>>>

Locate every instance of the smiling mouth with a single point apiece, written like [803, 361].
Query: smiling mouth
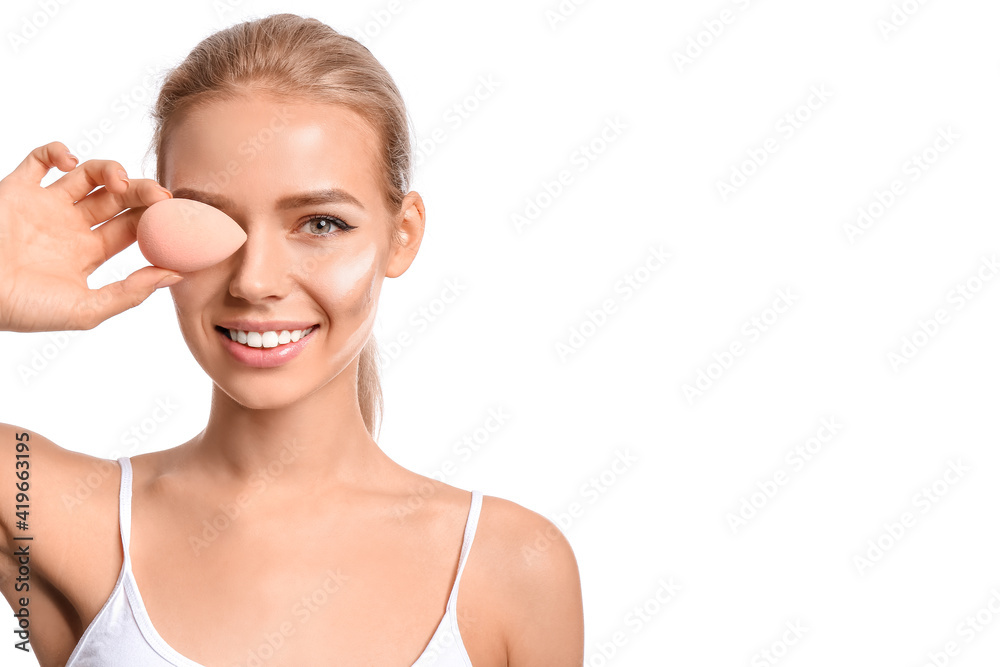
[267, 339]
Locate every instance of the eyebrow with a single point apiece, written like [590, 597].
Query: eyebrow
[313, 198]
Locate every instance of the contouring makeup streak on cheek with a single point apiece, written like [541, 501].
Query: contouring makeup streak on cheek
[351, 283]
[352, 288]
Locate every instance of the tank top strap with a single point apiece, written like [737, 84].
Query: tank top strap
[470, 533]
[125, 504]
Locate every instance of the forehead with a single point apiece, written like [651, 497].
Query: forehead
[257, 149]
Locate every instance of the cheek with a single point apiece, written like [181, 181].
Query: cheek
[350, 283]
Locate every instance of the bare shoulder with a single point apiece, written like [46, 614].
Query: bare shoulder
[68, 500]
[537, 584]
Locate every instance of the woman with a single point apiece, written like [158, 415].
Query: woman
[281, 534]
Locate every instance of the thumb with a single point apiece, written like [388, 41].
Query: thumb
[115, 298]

<<<

Assigned task:
What is needed is an exact copy of the data, with the pictures removed.

Response to this task:
Locate every instance of the smiling mouth with a single point apiece, written like [803, 361].
Query: smiling mouth
[267, 339]
Locate every instance of the eyebrow with a single point apiece, written like [590, 597].
Query: eyebrow
[313, 198]
Locate every instance of the contouring makeup streak on cheek with a single point apiece, written like [541, 501].
Query: contouring makeup streak on cheek
[351, 283]
[352, 288]
Locate every instance of the tank top strap with a single point apiece, written like [737, 84].
Query: tank top strap
[470, 533]
[125, 504]
Locate every instance of the forehead with a single point apiece, written like [651, 497].
Query: forehead
[257, 149]
Locate every instance of the cheek with a single point apiece, written like [181, 181].
Query: cheek
[350, 283]
Locate every instance of the bare shoulder with a single point apiece, written like [46, 614].
Query: bare shoulder
[68, 500]
[537, 584]
Locate every instance of the woman with a single point apiece, written like [158, 415].
Query: woman
[281, 534]
Locate every instance of the thumb with a single point apiece, written like [388, 41].
Query: thumb
[115, 298]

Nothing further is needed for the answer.